» **Quoted text**
— Begin —
Skip to content

Streaming app to fetch data from kafka and write to hfs

Notifications You must be signed in to change notification settings

nihadtp/nav_streaming_app

Repository files navigation

Spark Streaming application

Spark streaming application that fetch data from Kafka(Mutual Fund pricing data) and write to Distributed File System - HDFS. Output data is encoded in parquet format and is partitioned based on Mutual Fund Family, Year, Month and Date as per the query requirement.

Pre-requisites

  • Apache Spark 3.2.0 scala 2.12 version
  • Apache Kafka 2.13-2.8
  • Java version "1.8.0_301"
  • Apache Maven 3.8.2

Steps

  1. Clone the project
git clone https://github.com/nihadtp/nav_streaming_app.git
  1. Build the project using maven inside the same directory
mvn clean package
  1. Configuration for spark streaming is provided in a .conf file.

  2. Make sure that Kafka Producer is up and running to feed this application with data. Refer this https://github.com/nihadtp/kafka_producer. And run the spark app as below

bash spark.sh
  1. Go to localhost:4040 in your browser and click on Streaming Tab to see the real time data metrics - Processing time, Scheduling delay and Delay Time.

  2. Go to the output path in the .conf file to see the output file written in real time with appropriate partitioning.

Data Flow

graph LR
A[API service] -- Service App--> C(Kafka)
C -- input topic --> D{Spark Streaming App}
D -- Parquet-If Valid --> E((HDFS))
— End —
Named object pointing entries
— Begin —
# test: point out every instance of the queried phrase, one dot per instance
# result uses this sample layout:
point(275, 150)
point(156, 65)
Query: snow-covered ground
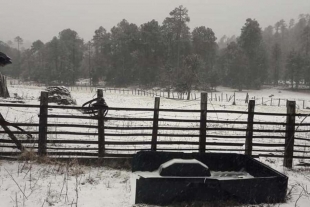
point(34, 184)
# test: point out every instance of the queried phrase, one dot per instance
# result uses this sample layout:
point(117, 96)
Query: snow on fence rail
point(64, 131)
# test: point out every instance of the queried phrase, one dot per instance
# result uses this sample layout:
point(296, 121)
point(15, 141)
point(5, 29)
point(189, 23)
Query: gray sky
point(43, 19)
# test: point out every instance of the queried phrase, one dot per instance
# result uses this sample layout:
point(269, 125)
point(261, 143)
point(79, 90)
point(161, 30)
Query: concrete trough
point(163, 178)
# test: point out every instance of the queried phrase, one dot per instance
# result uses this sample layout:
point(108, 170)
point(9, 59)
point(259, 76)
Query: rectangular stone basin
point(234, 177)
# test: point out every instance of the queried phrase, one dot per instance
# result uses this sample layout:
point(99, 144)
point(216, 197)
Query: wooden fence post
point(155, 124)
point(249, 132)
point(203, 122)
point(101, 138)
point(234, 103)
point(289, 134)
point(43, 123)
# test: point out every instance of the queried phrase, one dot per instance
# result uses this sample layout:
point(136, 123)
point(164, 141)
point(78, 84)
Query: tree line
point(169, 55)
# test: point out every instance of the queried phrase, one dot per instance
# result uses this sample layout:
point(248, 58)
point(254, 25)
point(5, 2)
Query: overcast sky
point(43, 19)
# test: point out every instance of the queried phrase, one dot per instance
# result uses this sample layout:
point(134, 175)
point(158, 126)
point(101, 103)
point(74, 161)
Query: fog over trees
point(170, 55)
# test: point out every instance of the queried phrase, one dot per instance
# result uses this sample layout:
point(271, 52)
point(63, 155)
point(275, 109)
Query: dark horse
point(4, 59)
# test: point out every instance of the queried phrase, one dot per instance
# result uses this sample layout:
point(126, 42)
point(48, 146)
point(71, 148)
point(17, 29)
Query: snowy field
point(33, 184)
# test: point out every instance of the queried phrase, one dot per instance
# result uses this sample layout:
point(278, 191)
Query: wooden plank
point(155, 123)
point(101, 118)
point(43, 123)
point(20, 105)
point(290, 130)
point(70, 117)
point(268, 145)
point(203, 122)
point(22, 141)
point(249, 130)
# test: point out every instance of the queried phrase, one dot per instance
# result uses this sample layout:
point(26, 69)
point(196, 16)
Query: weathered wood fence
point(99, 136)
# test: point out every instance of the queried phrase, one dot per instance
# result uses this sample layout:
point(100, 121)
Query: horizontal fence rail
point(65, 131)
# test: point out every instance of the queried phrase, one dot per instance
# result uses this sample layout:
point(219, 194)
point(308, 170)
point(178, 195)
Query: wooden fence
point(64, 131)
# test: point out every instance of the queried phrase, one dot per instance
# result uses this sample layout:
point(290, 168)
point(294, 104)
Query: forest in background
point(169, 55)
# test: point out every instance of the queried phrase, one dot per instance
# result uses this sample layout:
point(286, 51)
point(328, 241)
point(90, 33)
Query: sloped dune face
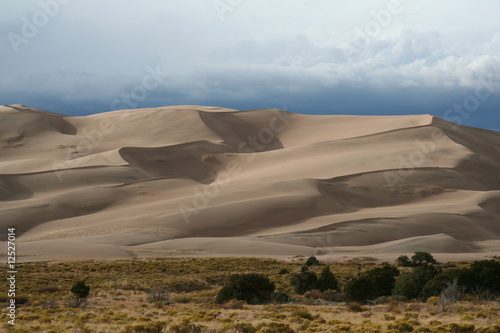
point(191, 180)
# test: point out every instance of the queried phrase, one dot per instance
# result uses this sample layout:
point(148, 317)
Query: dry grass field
— End —
» **Directives**
• a. Do these statements agree with the Spark streaming README? (i) The application writes its output data in CSV format. (ii) Apache Maven 3.8.2 is listed among the prerequisites. (iii) Real-time data metrics can be seen at localhost:4040 under the Streaming tab. Answer yes or no for each, and quote the words from the README that decide it.
• b. Transcribe the part of the Spark streaming README that opens with the words containing "bash spark.sh" and closes with "Valid --> E((HDFS))".

» **Task results**
• a.
(i) No: "Output data is encoded in parquet format"
(ii) Yes: "Apache Maven 3.8.2"
(iii) Yes: "Go to localhost:4040 in your browser and click on Streaming Tab to see the real time data metrics"

• b.
bash spark.sh
  1. Go to localhost:4040 in your browser and click on Streaming Tab to see the real time data metrics - Processing time, Scheduling delay and Delay Time.

  2. Go to the output path in the .conf file to see the output file written in real time with appropriate partitioning.

Data Flow

graph LR
A[API service] -- Service App--> C(Kafka)
C -- input topic --> D{Spark Streaming App}
D -- Parquet-If Valid --> E((HDFS))